What you should do —
Lay out the records below as a two-column Markdown table headed Row and Entry. Give each non-blank line its own numbered row and skip any blank lines.

════

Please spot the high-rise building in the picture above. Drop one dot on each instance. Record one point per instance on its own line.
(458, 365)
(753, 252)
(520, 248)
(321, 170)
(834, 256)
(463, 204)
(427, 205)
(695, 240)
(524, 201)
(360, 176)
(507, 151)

════

Exercise output —
| Row | Entry |
|---|---|
| 1 | Please spot the high-rise building in the picture above. Drop one dot on each instance. Record one point per instance on its own line. |
| 2 | (458, 365) |
| 3 | (753, 252) |
| 4 | (520, 248) |
| 5 | (321, 170) |
| 6 | (834, 256) |
| 7 | (463, 204) |
| 8 | (427, 205) |
| 9 | (695, 240) |
| 10 | (524, 201) |
| 11 | (360, 176) |
| 12 | (507, 151) |